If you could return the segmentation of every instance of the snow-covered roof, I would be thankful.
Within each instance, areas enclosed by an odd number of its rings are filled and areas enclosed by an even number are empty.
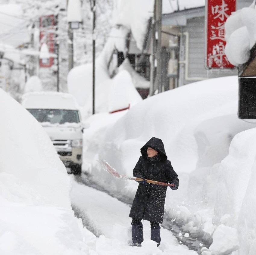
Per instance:
[[[183,11],[205,5],[205,0],[163,0],[162,13],[163,14],[171,13],[177,11]]]
[[[21,104],[27,109],[65,109],[77,110],[74,98],[60,92],[30,92],[22,96]]]

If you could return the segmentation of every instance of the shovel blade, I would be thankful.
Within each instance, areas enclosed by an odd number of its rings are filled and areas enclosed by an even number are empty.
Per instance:
[[[105,160],[100,159],[98,160],[98,162],[101,165],[102,168],[105,171],[109,173],[111,175],[116,178],[121,178],[121,176],[111,166],[109,165]]]

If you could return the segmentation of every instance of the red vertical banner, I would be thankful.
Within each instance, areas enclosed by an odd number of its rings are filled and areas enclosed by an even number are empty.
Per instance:
[[[40,29],[40,44],[44,42],[47,45],[49,53],[54,51],[54,40],[55,24],[54,16],[49,15],[41,17],[39,19],[39,26]],[[51,67],[53,64],[53,58],[50,58],[47,63],[43,63],[40,60],[40,67]]]
[[[233,68],[225,55],[224,25],[236,11],[236,0],[206,0],[206,61],[208,68]]]

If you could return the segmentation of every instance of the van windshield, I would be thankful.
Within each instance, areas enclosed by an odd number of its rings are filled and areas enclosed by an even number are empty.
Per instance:
[[[39,122],[49,122],[52,124],[79,122],[77,111],[52,109],[27,109],[27,110]]]

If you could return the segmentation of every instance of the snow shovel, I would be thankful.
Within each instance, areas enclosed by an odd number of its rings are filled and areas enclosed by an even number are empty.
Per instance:
[[[143,179],[141,178],[136,178],[136,177],[132,177],[130,176],[127,176],[126,175],[121,175],[116,171],[111,166],[109,165],[105,160],[100,159],[98,160],[98,162],[101,165],[103,169],[109,173],[111,175],[118,179],[128,179],[128,180],[132,180],[134,181],[143,181]],[[165,182],[157,182],[156,181],[152,181],[151,180],[147,180],[145,179],[146,182],[148,183],[152,183],[153,184],[158,184],[159,185],[163,185],[164,186],[170,186],[174,187],[175,186],[174,184],[169,184],[166,183]]]

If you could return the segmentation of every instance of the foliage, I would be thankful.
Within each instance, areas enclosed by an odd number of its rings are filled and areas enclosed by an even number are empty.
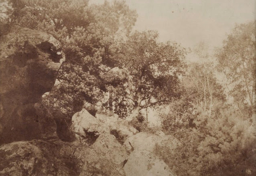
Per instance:
[[[178,176],[253,175],[256,120],[248,120],[232,107],[225,107],[210,118],[200,113],[194,127],[165,131],[181,145],[175,151],[158,146],[156,152]]]
[[[219,70],[227,77],[230,94],[242,111],[255,109],[256,21],[237,25],[217,51]]]
[[[170,101],[179,96],[185,49],[177,43],[157,42],[154,31],[136,31],[120,44],[114,59],[129,73],[122,92],[133,103],[132,118],[141,109]]]

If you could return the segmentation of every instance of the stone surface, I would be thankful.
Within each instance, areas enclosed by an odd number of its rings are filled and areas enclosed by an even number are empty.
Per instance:
[[[118,142],[114,136],[110,134],[101,134],[91,147],[97,153],[121,166],[123,166],[128,157],[125,148]]]
[[[0,148],[1,176],[77,176],[82,162],[75,145],[61,140],[13,142]]]
[[[93,144],[100,134],[110,133],[106,125],[84,109],[73,115],[72,123],[73,130],[77,137],[85,139],[90,144]]]
[[[162,132],[157,132],[155,134],[139,132],[128,138],[124,143],[124,146],[130,152],[137,150],[153,152],[156,144],[163,146],[167,142],[168,145],[173,149],[181,144],[176,138],[163,133]]]
[[[41,102],[64,60],[52,36],[18,26],[0,26],[0,144],[57,137],[56,124]]]
[[[118,115],[108,116],[96,114],[96,118],[110,129],[110,133],[114,135],[118,141],[123,144],[126,139],[138,131],[133,127],[130,125],[125,120],[118,118]]]
[[[77,154],[83,156],[84,163],[79,176],[124,176],[122,167],[93,149],[77,150]]]
[[[124,167],[126,176],[175,176],[168,166],[146,150],[136,150]]]

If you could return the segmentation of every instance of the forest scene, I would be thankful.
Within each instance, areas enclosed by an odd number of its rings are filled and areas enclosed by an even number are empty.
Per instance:
[[[256,175],[256,21],[184,46],[130,3],[0,0],[0,176]]]

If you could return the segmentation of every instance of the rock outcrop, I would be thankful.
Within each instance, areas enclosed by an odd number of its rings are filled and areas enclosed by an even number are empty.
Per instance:
[[[83,109],[72,119],[79,140],[60,139],[41,103],[65,59],[59,42],[17,26],[0,30],[0,176],[175,176],[154,150],[178,141],[163,132],[138,133],[116,115]]]
[[[135,150],[124,167],[126,176],[175,176],[163,161],[146,150]]]
[[[41,99],[65,60],[60,43],[18,26],[0,30],[0,144],[57,137],[56,124]]]
[[[118,118],[116,114],[109,116],[96,114],[95,117],[100,121],[109,127],[110,133],[114,135],[122,144],[127,138],[138,132],[138,130],[129,125],[126,121]]]

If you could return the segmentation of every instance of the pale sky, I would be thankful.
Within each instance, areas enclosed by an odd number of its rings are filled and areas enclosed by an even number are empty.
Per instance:
[[[100,3],[104,0],[90,0]],[[109,0],[109,1],[111,1]],[[138,15],[134,30],[157,30],[160,42],[168,40],[193,49],[199,42],[209,45],[210,53],[222,42],[236,24],[255,20],[255,0],[126,0]],[[193,53],[187,61],[197,61]],[[150,123],[159,125],[159,117],[149,110]]]
[[[126,1],[138,15],[135,30],[156,30],[161,42],[175,41],[191,48],[200,42],[205,42],[211,49],[220,47],[236,23],[256,18],[255,0]],[[104,0],[90,2],[103,3]]]

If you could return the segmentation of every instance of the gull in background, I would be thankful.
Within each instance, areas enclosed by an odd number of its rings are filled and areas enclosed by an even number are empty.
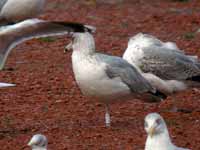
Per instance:
[[[32,150],[47,150],[47,145],[47,138],[42,134],[35,134],[28,143]]]
[[[73,49],[76,82],[84,95],[105,104],[106,126],[111,123],[109,104],[114,101],[140,98],[152,102],[165,97],[126,60],[96,52],[94,38],[89,32],[74,33],[73,38],[67,48]]]
[[[130,38],[123,59],[165,94],[185,90],[200,81],[197,56],[186,55],[173,42],[139,33]]]
[[[39,15],[46,0],[0,0],[0,26]]]
[[[72,22],[53,22],[40,19],[27,19],[0,31],[0,70],[3,69],[10,51],[23,41],[58,35],[70,35],[72,32],[94,32],[89,25]]]
[[[145,117],[147,132],[145,150],[189,150],[180,148],[171,142],[167,125],[158,113],[150,113]]]

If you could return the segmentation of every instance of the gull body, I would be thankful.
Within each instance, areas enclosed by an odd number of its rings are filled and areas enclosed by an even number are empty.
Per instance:
[[[185,90],[200,81],[197,56],[186,55],[173,42],[139,33],[128,42],[123,58],[165,94]]]
[[[158,113],[150,113],[145,117],[145,131],[148,134],[145,150],[189,150],[171,142],[167,125]]]
[[[95,50],[93,36],[74,33],[72,65],[82,93],[106,104],[105,122],[110,126],[109,104],[117,100],[156,95],[156,90],[127,61]]]
[[[47,145],[47,138],[42,134],[35,134],[28,143],[32,150],[47,150]]]
[[[16,23],[39,15],[46,0],[1,0],[0,24]]]

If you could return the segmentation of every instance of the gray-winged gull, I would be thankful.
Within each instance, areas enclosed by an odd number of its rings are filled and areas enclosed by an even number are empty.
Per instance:
[[[123,58],[165,94],[185,90],[200,81],[197,56],[186,55],[175,43],[164,43],[148,34],[133,36]]]
[[[39,15],[46,0],[0,0],[0,26]]]
[[[167,125],[158,113],[150,113],[145,117],[144,128],[148,134],[145,150],[189,150],[171,142]]]
[[[84,95],[106,105],[106,126],[111,123],[111,102],[133,98],[150,101],[149,97],[161,100],[159,96],[164,97],[124,59],[97,53],[90,33],[74,33],[73,38],[67,48],[73,49],[72,65],[76,82]]]
[[[47,150],[48,141],[42,134],[34,135],[28,143],[32,150]]]
[[[17,44],[39,37],[70,35],[72,32],[95,30],[94,27],[72,22],[53,22],[40,19],[28,19],[0,30],[0,70],[11,49]]]

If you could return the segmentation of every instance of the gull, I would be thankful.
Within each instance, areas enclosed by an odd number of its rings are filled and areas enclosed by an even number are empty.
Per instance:
[[[148,134],[145,150],[189,150],[171,142],[167,125],[158,113],[150,113],[145,117],[144,128]]]
[[[186,55],[175,43],[162,42],[152,35],[131,37],[123,59],[165,94],[183,91],[200,81],[197,56]]]
[[[27,19],[0,30],[0,70],[3,69],[10,51],[18,44],[33,38],[70,35],[72,32],[94,32],[89,25],[72,22],[54,22]]]
[[[47,138],[42,134],[35,134],[28,143],[32,150],[47,150],[47,145]]]
[[[39,15],[46,0],[1,0],[0,26],[16,23]]]
[[[73,38],[67,48],[73,49],[75,80],[84,95],[105,104],[107,127],[111,124],[110,103],[133,98],[147,102],[164,98],[126,60],[96,52],[94,38],[89,32],[73,33]]]

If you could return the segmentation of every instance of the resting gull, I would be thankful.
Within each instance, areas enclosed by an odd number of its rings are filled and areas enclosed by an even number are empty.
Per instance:
[[[48,141],[42,134],[34,135],[28,143],[32,150],[47,150]]]
[[[28,19],[0,30],[0,70],[3,69],[8,54],[17,44],[39,37],[70,35],[72,32],[95,30],[94,27],[72,22],[53,22]]]
[[[46,0],[0,0],[0,26],[39,15]]]
[[[197,56],[186,55],[175,43],[164,43],[148,34],[133,36],[123,58],[165,94],[185,90],[200,81]]]
[[[111,123],[111,102],[133,98],[148,102],[149,97],[154,97],[151,100],[155,101],[164,98],[126,60],[96,52],[94,38],[89,32],[74,33],[73,38],[67,48],[73,49],[72,65],[76,82],[84,95],[105,104],[106,126]]]
[[[189,150],[171,142],[167,125],[158,113],[150,113],[145,117],[144,128],[148,134],[145,150]]]

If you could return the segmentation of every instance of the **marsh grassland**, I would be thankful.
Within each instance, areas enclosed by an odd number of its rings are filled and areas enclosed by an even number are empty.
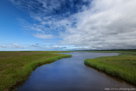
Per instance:
[[[58,53],[55,51],[0,52],[0,91],[9,91],[25,81],[37,66],[71,57]]]
[[[109,51],[110,52],[110,51]],[[112,51],[111,51],[112,52]],[[119,56],[86,59],[84,63],[136,85],[136,52],[117,51]]]

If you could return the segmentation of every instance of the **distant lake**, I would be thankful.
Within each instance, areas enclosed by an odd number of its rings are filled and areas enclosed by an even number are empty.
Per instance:
[[[105,88],[136,88],[84,64],[88,58],[117,56],[119,53],[71,52],[64,58],[34,70],[17,91],[104,91]]]

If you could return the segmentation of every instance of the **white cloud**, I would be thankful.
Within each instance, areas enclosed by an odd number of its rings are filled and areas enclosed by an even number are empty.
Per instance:
[[[47,8],[45,1],[40,0]],[[48,10],[59,7],[57,5],[60,4],[56,2]],[[37,31],[34,36],[40,39],[62,38],[57,45],[69,48],[74,45],[73,49],[136,48],[136,0],[93,0],[90,8],[83,6],[82,11],[63,19],[42,14],[31,14],[31,17],[39,22],[30,26]],[[73,23],[76,24],[73,26]]]
[[[136,48],[136,1],[94,0],[75,14],[77,27],[62,34],[62,44],[88,48]]]
[[[41,34],[41,33],[37,33],[34,35],[36,38],[40,38],[40,39],[52,39],[54,38],[53,35],[47,35],[47,34]]]

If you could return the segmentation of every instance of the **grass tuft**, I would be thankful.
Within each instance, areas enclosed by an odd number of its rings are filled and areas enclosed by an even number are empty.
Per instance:
[[[59,52],[0,52],[0,91],[10,91],[38,66],[71,55]]]
[[[84,63],[136,85],[136,57],[134,54],[136,53],[128,53],[128,55],[124,53],[113,57],[86,59]]]

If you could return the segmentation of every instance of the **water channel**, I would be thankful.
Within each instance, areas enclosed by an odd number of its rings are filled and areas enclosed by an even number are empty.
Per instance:
[[[136,88],[121,79],[88,67],[84,60],[118,53],[71,52],[64,58],[38,67],[17,91],[104,91],[105,88]]]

###

**What to work on**
Copy out the rows verbatim, beginning with the line that contains "scene, I would be thankful." and continuing through the line that contains "[[[256,175],[256,21],[184,46],[130,3],[0,0],[0,176]]]".

**Result of this task**
If you could return the segmentation of every instance of the forest scene, I would be thankful.
Within each instance, areas enclosed by an odd number of its rings are filled and areas enclosed by an even number are empty.
Per instance:
[[[256,175],[256,21],[184,46],[130,3],[0,0],[0,176]]]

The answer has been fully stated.